- EXCERPT PROVIDED
┏━━
Daniel Nemukuyu Senior Court Reporter—
Vice President Emmerson Mnangagwa has said criminal defamation is a reasonable and justified law that must remain in the country’s statutes. The VP, who is also Minister of Justice, Legal and Parliamentary Affairs, defended the law in a case in which Zimbabwe Newspapers (1980) Limited and Herald editor Caesar Zvayi are seeking to have the law struck from the statute books.
Zimpapers argues that Section 96 of the Criminal Law (Codification and Reform) Act, which criminalises defamation, is in violation of journalists’ right to freedom of expression as enshrined in Section 61 of the Constitution of Zimbabwe.
The same law, Zimpapers argues, infringes on the people’s freedom of the media guaranteed in the supreme law.
VP Mnangagwa said Section 96 of the Criminal Law (Codification and Reform) Act must remain in the statute books.
“I pray that the offence of criminal defamation as defined in Section 96 (of the Criminal Code) should remain in the statute books and not be struck down as being null and void. I therefore urge this honourable court to dismiss the application with costs,” he said.
He said the law was a reasonable piece of legislation that sought to protect the masses from intentional character assassination.
“I deny that the said Section 96 impinges on applicants’ rights in the manner alleged or at all, or that there is anything cynical about it . . .
“What Section 96 seeks to do is to guarantee the right to dignity, a right that is also specifically guaranteed in Section 51 of the same Constitution, through criminalising defamation.
“Any harm to a person’s reputation affects their dignity, and the right to human dignity must therefore be respected and protected,” he said.
VP Mnangagwa added that the law promotes responsible journalism in the country.
“Section 96 of the Criminal Code is not incompatible with Section 61(1) of the Constitution, but seeks to foster responsible information dissemination and journalism, and to ensure that in the exercise of their right to freedom of expression and freedom of the media, journalists act responsibly by verifying their facts before publication,” he said.
The section in question, the VP said, provided quicker remedy to the offended.
“Civil remedies are long and protracted and are costly to the injured party who has to seek the protection of a right which is guaranteed in Section 51 of the Constitution through a civil remedy.
“Criminal defamation guarantees a quicker remedy to a person whose reputation has been unjustifiably injured,” said VP Mnangagwa.
┗━━
- SUPPLIED RECORDS
┏━━
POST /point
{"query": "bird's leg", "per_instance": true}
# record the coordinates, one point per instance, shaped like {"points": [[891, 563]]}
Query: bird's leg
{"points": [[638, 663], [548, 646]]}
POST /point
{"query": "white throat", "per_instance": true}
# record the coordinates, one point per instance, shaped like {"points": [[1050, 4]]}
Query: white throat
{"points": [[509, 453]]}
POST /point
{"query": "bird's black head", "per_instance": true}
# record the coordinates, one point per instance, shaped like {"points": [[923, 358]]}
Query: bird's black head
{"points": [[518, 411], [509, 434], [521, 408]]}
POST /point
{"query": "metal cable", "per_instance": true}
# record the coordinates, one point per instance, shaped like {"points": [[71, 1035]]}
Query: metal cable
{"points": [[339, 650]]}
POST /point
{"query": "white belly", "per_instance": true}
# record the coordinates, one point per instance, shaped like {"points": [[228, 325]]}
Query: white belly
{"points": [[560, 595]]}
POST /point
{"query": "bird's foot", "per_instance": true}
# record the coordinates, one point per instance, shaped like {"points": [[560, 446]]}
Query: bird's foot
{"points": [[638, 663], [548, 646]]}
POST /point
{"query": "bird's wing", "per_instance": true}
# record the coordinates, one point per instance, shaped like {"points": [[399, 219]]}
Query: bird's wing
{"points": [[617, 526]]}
┗━━
- PROBLEM DETAILS
Reproduce the passage of the article on criminal defamation from "VP Mnangagwa said" to "about it . . .".

- TASK OUTPUT
VP Mnangagwa said Section 96 of the Criminal Law (Codification and Reform) Act must remain in the statute books.
“I pray that the offence of criminal defamation as defined in Section 96 (of the Criminal Code) should remain in the statute books and not be struck down as being null and void. I therefore urge this honourable court to dismiss the application with costs,” he said.
He said the law was a reasonable piece of legislation that sought to protect the masses from intentional character assassination.
“I deny that the said Section 96 impinges on applicants’ rights in the manner alleged or at all, or that there is anything cynical about it . . .